Entries taken from a collection

----

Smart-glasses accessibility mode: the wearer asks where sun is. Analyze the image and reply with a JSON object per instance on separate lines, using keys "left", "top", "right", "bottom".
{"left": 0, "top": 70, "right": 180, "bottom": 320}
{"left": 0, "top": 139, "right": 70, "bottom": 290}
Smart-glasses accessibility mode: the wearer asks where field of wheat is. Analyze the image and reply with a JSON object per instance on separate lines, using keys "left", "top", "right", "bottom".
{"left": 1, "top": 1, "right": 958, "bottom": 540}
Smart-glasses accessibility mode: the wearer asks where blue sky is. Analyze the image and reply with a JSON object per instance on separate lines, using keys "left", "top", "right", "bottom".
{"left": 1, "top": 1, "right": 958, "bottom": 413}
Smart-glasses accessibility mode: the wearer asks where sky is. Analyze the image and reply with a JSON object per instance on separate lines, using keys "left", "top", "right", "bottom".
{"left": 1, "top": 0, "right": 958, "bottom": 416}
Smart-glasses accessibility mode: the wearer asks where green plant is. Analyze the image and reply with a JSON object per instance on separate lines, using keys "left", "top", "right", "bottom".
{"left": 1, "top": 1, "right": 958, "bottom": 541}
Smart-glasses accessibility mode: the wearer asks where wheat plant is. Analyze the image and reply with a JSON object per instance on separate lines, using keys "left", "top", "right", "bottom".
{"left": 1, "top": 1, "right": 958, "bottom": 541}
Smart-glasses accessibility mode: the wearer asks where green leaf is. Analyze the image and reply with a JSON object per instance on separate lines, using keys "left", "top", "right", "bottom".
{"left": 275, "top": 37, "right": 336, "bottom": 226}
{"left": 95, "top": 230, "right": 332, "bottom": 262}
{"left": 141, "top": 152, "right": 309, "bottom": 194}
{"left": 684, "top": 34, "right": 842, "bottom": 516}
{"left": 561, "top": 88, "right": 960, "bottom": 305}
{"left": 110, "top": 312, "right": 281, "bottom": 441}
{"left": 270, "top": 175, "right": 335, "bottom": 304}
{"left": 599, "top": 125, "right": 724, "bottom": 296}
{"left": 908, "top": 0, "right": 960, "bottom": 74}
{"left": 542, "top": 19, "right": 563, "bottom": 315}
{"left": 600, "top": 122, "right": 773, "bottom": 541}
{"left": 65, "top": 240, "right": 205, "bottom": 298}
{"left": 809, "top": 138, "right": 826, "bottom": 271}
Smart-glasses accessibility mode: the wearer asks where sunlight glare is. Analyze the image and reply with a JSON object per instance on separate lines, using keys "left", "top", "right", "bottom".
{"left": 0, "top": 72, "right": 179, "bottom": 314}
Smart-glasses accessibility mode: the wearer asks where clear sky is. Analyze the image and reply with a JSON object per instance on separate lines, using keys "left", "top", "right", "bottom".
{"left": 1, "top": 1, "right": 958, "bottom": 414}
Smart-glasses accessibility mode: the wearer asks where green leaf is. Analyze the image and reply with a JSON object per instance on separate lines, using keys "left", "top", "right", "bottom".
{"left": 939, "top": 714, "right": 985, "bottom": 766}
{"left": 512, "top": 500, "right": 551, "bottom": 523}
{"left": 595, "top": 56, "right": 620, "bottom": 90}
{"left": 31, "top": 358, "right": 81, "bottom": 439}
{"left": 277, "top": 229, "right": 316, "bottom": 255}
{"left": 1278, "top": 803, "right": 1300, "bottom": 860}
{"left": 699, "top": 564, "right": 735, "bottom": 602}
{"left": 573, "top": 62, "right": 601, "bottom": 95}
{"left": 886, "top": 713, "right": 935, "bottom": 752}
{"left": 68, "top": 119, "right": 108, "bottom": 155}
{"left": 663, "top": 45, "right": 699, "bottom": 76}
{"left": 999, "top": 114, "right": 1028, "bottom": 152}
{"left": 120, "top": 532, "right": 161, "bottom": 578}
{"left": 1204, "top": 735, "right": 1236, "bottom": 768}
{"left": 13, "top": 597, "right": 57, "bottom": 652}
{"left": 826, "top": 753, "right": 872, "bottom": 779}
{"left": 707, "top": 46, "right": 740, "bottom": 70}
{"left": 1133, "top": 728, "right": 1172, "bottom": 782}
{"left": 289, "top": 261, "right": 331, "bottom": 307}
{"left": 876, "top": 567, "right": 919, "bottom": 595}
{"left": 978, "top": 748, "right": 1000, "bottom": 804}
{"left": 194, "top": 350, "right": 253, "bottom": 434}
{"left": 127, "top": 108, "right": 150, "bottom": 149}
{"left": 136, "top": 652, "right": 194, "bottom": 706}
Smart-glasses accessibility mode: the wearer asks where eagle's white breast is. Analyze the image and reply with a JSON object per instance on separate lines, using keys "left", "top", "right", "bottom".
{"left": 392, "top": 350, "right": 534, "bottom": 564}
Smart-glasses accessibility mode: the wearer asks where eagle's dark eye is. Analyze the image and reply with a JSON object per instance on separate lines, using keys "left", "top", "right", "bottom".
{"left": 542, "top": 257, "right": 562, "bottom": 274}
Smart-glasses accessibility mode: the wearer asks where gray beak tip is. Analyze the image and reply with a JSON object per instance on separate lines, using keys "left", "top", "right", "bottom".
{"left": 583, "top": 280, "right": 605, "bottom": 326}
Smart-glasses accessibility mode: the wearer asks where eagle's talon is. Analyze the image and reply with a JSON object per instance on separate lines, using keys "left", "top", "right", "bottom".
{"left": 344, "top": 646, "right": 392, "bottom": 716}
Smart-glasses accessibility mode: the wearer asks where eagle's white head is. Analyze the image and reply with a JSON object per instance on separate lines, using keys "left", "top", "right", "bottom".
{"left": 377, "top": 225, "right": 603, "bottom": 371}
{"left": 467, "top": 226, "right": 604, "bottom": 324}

----

• _PROBLEM STATEMENT_:
Take the entries above and set them all down again exactly as they read.

• _OUTPUT OF THE EXERCISE_:
Smart-glasses accessibility mode: the wearer asks where sun is. Analyze the image and reply with a JSON object per instance on separate lines, using keys "left", "top", "right", "bottom".
{"left": 0, "top": 70, "right": 180, "bottom": 320}
{"left": 0, "top": 139, "right": 70, "bottom": 290}
Smart-glasses accessibility mode: the wearer asks where field of wheat is. Analyze the image and reply with a JSON object per instance on separate lines, using keys "left", "top", "right", "bottom".
{"left": 1, "top": 1, "right": 958, "bottom": 540}
Smart-glasses accessibility mode: the wearer asks where blue sky is. Analyze the image and reply with a JSON object per instance on separate lines, using keys "left", "top", "right", "bottom".
{"left": 1, "top": 1, "right": 958, "bottom": 413}
Smart-glasses accessibility mode: the wearer asks where sky is. Analyze the image and reply with a JSON object per instance on separate lines, using keys "left", "top", "right", "bottom".
{"left": 1, "top": 0, "right": 958, "bottom": 416}
Smart-glasses accessibility mode: the wearer asks where green plant is. Analyze the image and reply with a JSON object per instance on separate lines, using keys "left", "top", "right", "bottom".
{"left": 1, "top": 1, "right": 958, "bottom": 541}
Smart-glasses accessibility mode: the wearer asks where wheat plant is. Analyze the image and reply with a JSON object per instance on separate lines, using keys "left", "top", "right", "bottom".
{"left": 1, "top": 1, "right": 958, "bottom": 541}
Smart-glasses accessibility mode: the wearer asks where green leaf is. Analyze the image and reply with a JSON object per instance on separate lines, using keys "left", "top", "right", "bottom".
{"left": 275, "top": 37, "right": 336, "bottom": 226}
{"left": 95, "top": 230, "right": 332, "bottom": 262}
{"left": 141, "top": 152, "right": 309, "bottom": 194}
{"left": 684, "top": 34, "right": 842, "bottom": 516}
{"left": 561, "top": 88, "right": 960, "bottom": 305}
{"left": 110, "top": 312, "right": 281, "bottom": 441}
{"left": 270, "top": 175, "right": 335, "bottom": 304}
{"left": 599, "top": 125, "right": 724, "bottom": 296}
{"left": 908, "top": 0, "right": 960, "bottom": 74}
{"left": 542, "top": 19, "right": 563, "bottom": 315}
{"left": 600, "top": 122, "right": 773, "bottom": 541}
{"left": 65, "top": 240, "right": 205, "bottom": 298}
{"left": 809, "top": 138, "right": 826, "bottom": 271}
Smart-glasses accessibility mode: the wearer asks where sunlight glare is. Analyze the image and reply with a JSON object per instance on separate lines, using keys "left", "top", "right", "bottom".
{"left": 0, "top": 72, "right": 179, "bottom": 314}
Smart-glasses accessibility mode: the wearer asks where clear sky is. Analyze the image and reply with a JSON object per instance on separate lines, using keys "left", "top", "right", "bottom".
{"left": 1, "top": 1, "right": 958, "bottom": 414}
Smart-glasses accessibility mode: the wearer asks where green leaf is. Analyze the image and reply with a JSON object per instance on separate lines, using keys "left", "top", "right", "bottom".
{"left": 939, "top": 714, "right": 985, "bottom": 766}
{"left": 512, "top": 500, "right": 551, "bottom": 523}
{"left": 595, "top": 56, "right": 620, "bottom": 90}
{"left": 31, "top": 358, "right": 81, "bottom": 439}
{"left": 277, "top": 229, "right": 316, "bottom": 255}
{"left": 1278, "top": 803, "right": 1300, "bottom": 860}
{"left": 699, "top": 564, "right": 735, "bottom": 602}
{"left": 573, "top": 62, "right": 601, "bottom": 95}
{"left": 886, "top": 713, "right": 935, "bottom": 752}
{"left": 68, "top": 119, "right": 108, "bottom": 155}
{"left": 663, "top": 45, "right": 699, "bottom": 76}
{"left": 999, "top": 114, "right": 1028, "bottom": 152}
{"left": 120, "top": 532, "right": 161, "bottom": 578}
{"left": 1204, "top": 735, "right": 1236, "bottom": 768}
{"left": 13, "top": 597, "right": 57, "bottom": 652}
{"left": 826, "top": 753, "right": 872, "bottom": 779}
{"left": 707, "top": 46, "right": 740, "bottom": 70}
{"left": 1133, "top": 728, "right": 1172, "bottom": 782}
{"left": 289, "top": 261, "right": 331, "bottom": 307}
{"left": 876, "top": 567, "right": 919, "bottom": 595}
{"left": 978, "top": 748, "right": 1000, "bottom": 804}
{"left": 194, "top": 350, "right": 253, "bottom": 434}
{"left": 127, "top": 108, "right": 150, "bottom": 149}
{"left": 136, "top": 652, "right": 194, "bottom": 706}
Smart-glasses accessibility mode: the wearer asks where eagle's white breast is. Analyze the image and reply with a JSON object per instance on separate lines, using keys "left", "top", "right", "bottom".
{"left": 392, "top": 350, "right": 534, "bottom": 564}
Smart-glasses accessibility mode: the wearer asks where eagle's dark eye is. Analyze the image and reply with a JSON object per instance on separate lines, using keys "left", "top", "right", "bottom".
{"left": 542, "top": 257, "right": 562, "bottom": 274}
Smart-glasses accessibility mode: the wearer asks where gray beak tip is. Analyze the image and reply with a JSON object per instance on separate lines, using keys "left", "top", "right", "bottom".
{"left": 583, "top": 280, "right": 605, "bottom": 326}
Smart-glasses accessibility mode: the wearer asks where eagle's talon is. Analyze the image and reply with a JSON object per instance on separate lines, using keys "left", "top", "right", "bottom".
{"left": 344, "top": 646, "right": 392, "bottom": 716}
Smart-glasses accessibility mode: the wearer asks where eagle's white head is. Analyze the image and reply with a JSON object per instance on separate lines, using keys "left", "top", "right", "bottom".
{"left": 377, "top": 225, "right": 603, "bottom": 371}
{"left": 467, "top": 226, "right": 604, "bottom": 324}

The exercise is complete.